*Directions:*
Render the lines running from the start of the items through the line containing "x=859 y=226" as a numbered list, omitting any blank lines.

Rows from an object pointing dataset:
───
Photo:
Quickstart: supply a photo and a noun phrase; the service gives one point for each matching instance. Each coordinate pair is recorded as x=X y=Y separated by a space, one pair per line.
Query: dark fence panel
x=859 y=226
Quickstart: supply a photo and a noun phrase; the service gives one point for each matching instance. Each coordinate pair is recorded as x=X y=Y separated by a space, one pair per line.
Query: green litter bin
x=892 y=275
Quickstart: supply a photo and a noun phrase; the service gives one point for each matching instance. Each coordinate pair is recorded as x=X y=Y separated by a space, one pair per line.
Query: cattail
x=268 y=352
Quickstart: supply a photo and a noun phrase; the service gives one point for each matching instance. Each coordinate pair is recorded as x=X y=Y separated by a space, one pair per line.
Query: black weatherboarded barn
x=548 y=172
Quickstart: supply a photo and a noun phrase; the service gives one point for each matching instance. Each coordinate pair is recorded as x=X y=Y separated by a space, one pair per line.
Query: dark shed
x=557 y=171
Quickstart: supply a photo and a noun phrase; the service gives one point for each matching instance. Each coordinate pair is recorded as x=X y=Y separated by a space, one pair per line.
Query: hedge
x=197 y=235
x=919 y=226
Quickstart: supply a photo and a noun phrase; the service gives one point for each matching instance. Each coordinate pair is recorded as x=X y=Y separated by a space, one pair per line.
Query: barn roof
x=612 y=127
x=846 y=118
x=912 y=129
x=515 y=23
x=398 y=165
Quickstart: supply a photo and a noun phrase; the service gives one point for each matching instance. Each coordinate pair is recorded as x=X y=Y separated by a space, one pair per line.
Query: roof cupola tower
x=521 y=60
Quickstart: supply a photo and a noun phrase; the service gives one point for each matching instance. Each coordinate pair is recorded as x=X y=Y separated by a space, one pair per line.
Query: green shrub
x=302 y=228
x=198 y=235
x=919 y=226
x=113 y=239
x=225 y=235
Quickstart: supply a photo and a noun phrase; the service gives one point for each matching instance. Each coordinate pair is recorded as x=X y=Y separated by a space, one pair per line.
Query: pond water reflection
───
*Task answer:*
1. Photo:
2. Quickstart: supply a photo and a noun phrase; the service gives one point for each matching instance. Each coordinate pair is recorded as x=X y=Y separated by a space, one pair per line.
3. Query: dark fence panel
4. x=859 y=226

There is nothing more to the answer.